— Task instructions —
The entries are to be repeated verbatim, with nothing left out.

Start of Provided data

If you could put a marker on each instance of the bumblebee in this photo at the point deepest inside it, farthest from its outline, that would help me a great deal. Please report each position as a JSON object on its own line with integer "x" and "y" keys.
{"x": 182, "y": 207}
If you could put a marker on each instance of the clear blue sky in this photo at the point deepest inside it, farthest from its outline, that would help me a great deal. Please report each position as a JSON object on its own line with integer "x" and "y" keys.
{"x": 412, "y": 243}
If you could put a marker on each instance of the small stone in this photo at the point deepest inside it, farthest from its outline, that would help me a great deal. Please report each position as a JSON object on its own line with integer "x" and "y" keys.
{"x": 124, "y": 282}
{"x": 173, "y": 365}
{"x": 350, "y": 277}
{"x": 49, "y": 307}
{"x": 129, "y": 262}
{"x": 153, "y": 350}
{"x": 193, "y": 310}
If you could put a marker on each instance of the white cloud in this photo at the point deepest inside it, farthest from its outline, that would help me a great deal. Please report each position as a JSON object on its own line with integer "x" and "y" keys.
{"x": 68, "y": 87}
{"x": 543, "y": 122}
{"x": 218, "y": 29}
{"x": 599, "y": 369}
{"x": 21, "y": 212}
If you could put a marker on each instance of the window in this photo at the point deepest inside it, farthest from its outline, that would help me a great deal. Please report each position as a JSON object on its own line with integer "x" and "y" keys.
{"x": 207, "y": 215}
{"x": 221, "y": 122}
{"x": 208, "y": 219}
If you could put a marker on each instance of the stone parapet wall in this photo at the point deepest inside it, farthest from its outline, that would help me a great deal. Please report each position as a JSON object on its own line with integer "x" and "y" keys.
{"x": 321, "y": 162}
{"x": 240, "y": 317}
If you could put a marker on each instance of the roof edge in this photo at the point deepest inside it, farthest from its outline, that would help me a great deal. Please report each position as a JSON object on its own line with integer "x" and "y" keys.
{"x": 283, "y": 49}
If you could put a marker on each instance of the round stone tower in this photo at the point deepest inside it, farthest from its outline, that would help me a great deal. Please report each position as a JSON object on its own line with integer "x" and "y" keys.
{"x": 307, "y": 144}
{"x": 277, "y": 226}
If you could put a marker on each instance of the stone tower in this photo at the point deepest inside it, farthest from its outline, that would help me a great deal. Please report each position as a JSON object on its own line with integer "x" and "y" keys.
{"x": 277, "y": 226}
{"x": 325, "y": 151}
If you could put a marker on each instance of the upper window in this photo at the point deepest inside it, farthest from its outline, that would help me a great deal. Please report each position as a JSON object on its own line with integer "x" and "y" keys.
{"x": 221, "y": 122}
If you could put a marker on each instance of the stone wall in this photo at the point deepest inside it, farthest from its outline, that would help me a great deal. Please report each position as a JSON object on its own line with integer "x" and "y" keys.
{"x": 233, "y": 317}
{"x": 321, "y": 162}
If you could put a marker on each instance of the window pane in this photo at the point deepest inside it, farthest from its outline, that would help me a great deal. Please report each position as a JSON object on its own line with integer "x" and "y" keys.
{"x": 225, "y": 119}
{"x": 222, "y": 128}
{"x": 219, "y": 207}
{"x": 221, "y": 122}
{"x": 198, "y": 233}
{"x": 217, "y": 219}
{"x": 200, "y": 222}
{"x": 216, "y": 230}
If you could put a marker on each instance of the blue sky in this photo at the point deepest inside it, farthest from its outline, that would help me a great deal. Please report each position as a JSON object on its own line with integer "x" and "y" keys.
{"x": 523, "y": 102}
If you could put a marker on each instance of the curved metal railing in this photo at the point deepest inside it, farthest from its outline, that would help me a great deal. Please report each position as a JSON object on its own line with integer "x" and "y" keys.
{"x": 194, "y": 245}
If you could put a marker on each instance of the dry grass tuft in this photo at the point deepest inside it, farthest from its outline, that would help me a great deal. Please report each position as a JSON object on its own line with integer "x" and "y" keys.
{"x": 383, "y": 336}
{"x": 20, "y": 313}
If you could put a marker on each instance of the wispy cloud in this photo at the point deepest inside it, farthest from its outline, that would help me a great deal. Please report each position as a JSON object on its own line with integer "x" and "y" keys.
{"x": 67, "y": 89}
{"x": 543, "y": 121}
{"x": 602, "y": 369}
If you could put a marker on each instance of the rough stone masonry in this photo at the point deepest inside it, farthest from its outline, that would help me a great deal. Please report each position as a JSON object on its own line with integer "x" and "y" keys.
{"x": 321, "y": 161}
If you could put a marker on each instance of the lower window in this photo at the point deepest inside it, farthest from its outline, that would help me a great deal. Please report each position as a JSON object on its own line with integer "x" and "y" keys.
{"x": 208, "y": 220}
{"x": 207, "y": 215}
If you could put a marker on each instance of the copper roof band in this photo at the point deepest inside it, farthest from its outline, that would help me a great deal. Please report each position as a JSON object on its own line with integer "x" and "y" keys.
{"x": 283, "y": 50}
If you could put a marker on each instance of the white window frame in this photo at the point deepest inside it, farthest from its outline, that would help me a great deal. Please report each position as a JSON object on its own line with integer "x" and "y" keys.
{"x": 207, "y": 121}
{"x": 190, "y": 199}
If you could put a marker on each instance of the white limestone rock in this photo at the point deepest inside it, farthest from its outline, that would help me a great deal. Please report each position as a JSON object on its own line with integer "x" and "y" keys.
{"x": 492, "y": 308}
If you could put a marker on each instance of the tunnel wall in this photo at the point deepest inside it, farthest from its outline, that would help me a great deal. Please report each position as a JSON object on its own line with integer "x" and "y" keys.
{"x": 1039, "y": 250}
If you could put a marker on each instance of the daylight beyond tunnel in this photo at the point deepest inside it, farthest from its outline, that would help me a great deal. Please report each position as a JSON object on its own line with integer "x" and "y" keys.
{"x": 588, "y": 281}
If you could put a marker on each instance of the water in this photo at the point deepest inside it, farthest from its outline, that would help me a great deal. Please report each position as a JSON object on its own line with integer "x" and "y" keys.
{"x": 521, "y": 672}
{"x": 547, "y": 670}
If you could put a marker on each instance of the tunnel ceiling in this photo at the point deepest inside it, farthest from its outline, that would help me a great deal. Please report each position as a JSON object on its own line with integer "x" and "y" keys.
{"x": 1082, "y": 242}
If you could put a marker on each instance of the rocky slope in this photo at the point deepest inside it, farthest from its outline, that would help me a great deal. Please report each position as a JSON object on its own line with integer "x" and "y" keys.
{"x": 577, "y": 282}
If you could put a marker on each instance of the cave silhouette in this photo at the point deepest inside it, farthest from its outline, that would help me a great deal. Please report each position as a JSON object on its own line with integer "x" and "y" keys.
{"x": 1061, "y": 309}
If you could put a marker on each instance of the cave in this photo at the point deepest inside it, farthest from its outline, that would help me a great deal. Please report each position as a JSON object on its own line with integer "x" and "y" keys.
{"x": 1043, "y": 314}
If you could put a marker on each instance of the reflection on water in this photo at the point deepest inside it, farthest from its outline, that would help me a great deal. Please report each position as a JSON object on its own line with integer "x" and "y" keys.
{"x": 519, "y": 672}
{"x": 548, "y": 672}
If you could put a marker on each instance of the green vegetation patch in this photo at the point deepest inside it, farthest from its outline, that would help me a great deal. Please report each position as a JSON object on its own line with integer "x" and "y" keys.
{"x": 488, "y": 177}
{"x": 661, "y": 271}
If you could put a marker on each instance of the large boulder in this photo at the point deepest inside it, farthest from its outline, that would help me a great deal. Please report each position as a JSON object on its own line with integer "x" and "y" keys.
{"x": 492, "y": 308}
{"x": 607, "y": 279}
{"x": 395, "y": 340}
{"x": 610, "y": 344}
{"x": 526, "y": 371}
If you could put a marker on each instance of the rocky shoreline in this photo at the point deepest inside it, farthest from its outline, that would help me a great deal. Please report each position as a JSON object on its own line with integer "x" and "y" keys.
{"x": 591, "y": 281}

End of Provided data

— Answer space —
If you could put a marker on each instance of the bumblebee in this photo at the point deepest inside it, farthest from its outline, that would help me a great deal. Please report each position as a JSON object on its own line with integer "x" and "y" keys.
{"x": 182, "y": 207}
If you could put a marker on each instance of the clear blue sky in this photo at the point deepest inside it, farthest from its outline, that would help me a great deal. Please report each position as a JSON object on its own line with integer "x" and "y" keys.
{"x": 412, "y": 243}
If you could put a marker on each instance of the small stone in this photo at the point deepest inside it, farthest from its outline, that would help me a great deal. Please report each position as a JSON object on its own line with integer "x" and "y" keys.
{"x": 124, "y": 282}
{"x": 173, "y": 365}
{"x": 350, "y": 277}
{"x": 49, "y": 307}
{"x": 129, "y": 262}
{"x": 153, "y": 350}
{"x": 193, "y": 310}
If you could put a marker on each instance of the white cloud in this photo at the point deepest inside it, farthest from its outline, that would help me a great deal. Please report each position as a JSON object on its own line with integer "x" and "y" keys.
{"x": 68, "y": 87}
{"x": 543, "y": 122}
{"x": 218, "y": 29}
{"x": 599, "y": 369}
{"x": 21, "y": 212}
If you could put a marker on each instance of the window in this photo at the point deepest inside it, farthest from its outline, that would help me a great deal. Please report each position as a JSON object on its own line with integer "x" and "y" keys.
{"x": 207, "y": 215}
{"x": 221, "y": 122}
{"x": 208, "y": 219}
If you could put a marker on each instance of the stone parapet wall in this photo at the point deepest inside it, farthest from its outline, that would help me a great deal. Please report each position as a JSON object on its own line with integer "x" and "y" keys.
{"x": 321, "y": 162}
{"x": 240, "y": 317}
If you could put a marker on each instance of the roof edge in this photo at the point deepest inside it, farthest from its outline, that would help me a great deal. Please report each position as a JSON object on its own line with integer "x" and "y" keys.
{"x": 283, "y": 49}
If you could put a marker on each instance of the round stone tower in this photo at the point deepest inside it, farthest from its outline, that would help me a great deal. Please report each position as a JSON object on its own line with integer "x" and "y" keys.
{"x": 307, "y": 144}
{"x": 277, "y": 226}
If you could put a marker on each instance of the stone tower in this photo at the point deepest inside it, farthest from its outline, that would help me a great deal. Please report each position as a JSON object on its own line with integer "x" and "y" keys.
{"x": 277, "y": 226}
{"x": 325, "y": 151}
If you could put a marker on each instance of the upper window in this photo at the point deepest inside it, farthest from its outline, that would help me a great deal. Please report each position as a JSON object on its own line with integer "x" and "y" keys.
{"x": 221, "y": 122}
If you could put a marker on each instance of the stone wall in this photo at the point deepest inside it, farthest from its outline, that would help me a great deal. Please report each position as a JSON object on its own line with integer "x" and "y" keys.
{"x": 233, "y": 317}
{"x": 321, "y": 162}
If you could put a marker on each instance of the window pane in this photo at the point deepest inside it, farthest from its outline, that would help me a great deal. Please report each position as a JSON object on its own line with integer "x" and "y" keys.
{"x": 225, "y": 119}
{"x": 222, "y": 128}
{"x": 219, "y": 207}
{"x": 221, "y": 122}
{"x": 198, "y": 233}
{"x": 217, "y": 219}
{"x": 200, "y": 222}
{"x": 216, "y": 230}
If you could put a marker on each instance of the blue sky in this photo at the point deepest inside it, farthest from its outline, that would help me a great deal. Please report each position as a JSON object on its own line with integer "x" and "y" keys.
{"x": 523, "y": 102}
If you could put a marker on each instance of the curved metal railing in this photo at the point deepest inside it, farthest from its outline, that would help me a great deal. Please report each position as a JSON object on its own line with integer "x" and "y" keys.
{"x": 194, "y": 245}
If you could put a marker on each instance of the dry grass tuft in this photo at the point deepest inside it, farthest from its outline, that would help me a great deal. Please report each position as a JSON object on its own line with integer "x" and "y" keys.
{"x": 383, "y": 336}
{"x": 20, "y": 313}
If you could put a marker on each instance of the wispy cloud in this photo at the point deepest inside it, farthest from its outline, that would help me a great deal. Please report each position as a JSON object on its own line with integer "x" and "y" keys.
{"x": 67, "y": 89}
{"x": 543, "y": 121}
{"x": 602, "y": 369}
If you could put a marker on each instance of the rough stone masonry in this photo at the point deepest inside it, farthest from its outline, that would help me a great deal. Please report each position as a JSON object on its own line with integer "x" and "y" keys.
{"x": 321, "y": 161}
If you could put a marker on each instance of the lower window in this photo at the point deepest inside it, farthest from its outline, that would help me a great deal. Please report each position as a JSON object on its own line with integer "x" and "y" keys.
{"x": 208, "y": 220}
{"x": 207, "y": 215}
If you could put a marker on each instance of the copper roof band in this photo at the point deepest inside it, farthest from its outline, that would help me a great deal. Please report each position as a JSON object on its own line with integer "x" and "y" keys.
{"x": 283, "y": 50}
If you could put a marker on each instance of the white window frame in this photo at the point deepest inside it, farthest from its outline, that would help me a great deal. Please report each position as a JSON object on its own line with integer "x" and "y" keys.
{"x": 207, "y": 121}
{"x": 190, "y": 199}
If you could put a marker on each instance of the white limestone rock in this photo at the point deepest inside it, farthest from its outline, that would help me a great deal. Please report each position as a JSON object on its own line with integer "x" and "y" keys.
{"x": 492, "y": 308}
If you could put a marker on each instance of the tunnel wall in this photo at the point deepest inside it, farthest from its outline, that would help me a great deal. Please report each position as a JSON object on its own line with integer "x" and "y" keys.
{"x": 1039, "y": 250}
If you could put a marker on each instance of the daylight beyond tunnel in this photo at the point deepest inside it, farthest from its outline, that would help me a great deal. Please report each position as a JSON object on its own line with integer "x" and "y" keys.
{"x": 588, "y": 281}
If you could put a marker on each instance of the water in this photo at the point deepest inside it, farthest from its outline, that would help me a great deal. Please report each position as a JSON object on its own line with integer "x" and "y" keys.
{"x": 521, "y": 672}
{"x": 547, "y": 670}
If you could put a marker on each instance of the tunnel ceiling in this photo at the point deepest inside it, farthest from its outline, that would help me a great deal. Please report each position as a JSON object on its own line with integer "x" and "y" keys.
{"x": 1082, "y": 242}
If you could put a marker on each instance of the rocky slope in this photo at the point deepest inside it, farthest from its outline, that would help me a great deal. Please report each position as a JSON object on its own line with integer "x" and "y" keys.
{"x": 577, "y": 282}
If you could put a marker on each instance of the cave silhouette in this photo at the point deepest inside it, farthest from its outline, that would help me a great deal. Please report each position as a JSON object on its own line with integer "x" and "y" keys.
{"x": 1061, "y": 309}
If you could put a marker on each instance of the cave in this photo at the point deepest inside it, farthest from its outline, that would help me a great deal. Please report each position as a JSON object on its own line with integer "x" and "y" keys.
{"x": 1043, "y": 314}
If you could put a marker on each instance of the reflection on water in this photo at the point deepest inside it, farthest from its outline, that would help me a great deal. Please report each position as a JSON object on its own line with integer "x" and "y" keys.
{"x": 519, "y": 672}
{"x": 548, "y": 672}
If you could put a marker on each instance of the green vegetation patch in this photo at the point deepest inside it, farthest from its outline, that would help me a great deal. Please report each position as a JSON object on its own line with integer "x" and "y" keys.
{"x": 488, "y": 177}
{"x": 661, "y": 271}
If you could put a marker on each instance of the large boulder in this photo at the point deepest inside it, farthest from its outline, that would help me a great deal. Please report each position as a JSON object on its own line with integer "x" and "y" keys.
{"x": 492, "y": 308}
{"x": 607, "y": 279}
{"x": 395, "y": 340}
{"x": 610, "y": 344}
{"x": 526, "y": 371}
If you could put a marker on each instance of the rocky shoreline in this photo at the point deepest inside it, farthest from its outline, that would help me a great deal. Please report each position as a JSON object on its own line with integer "x" and "y" keys.
{"x": 591, "y": 281}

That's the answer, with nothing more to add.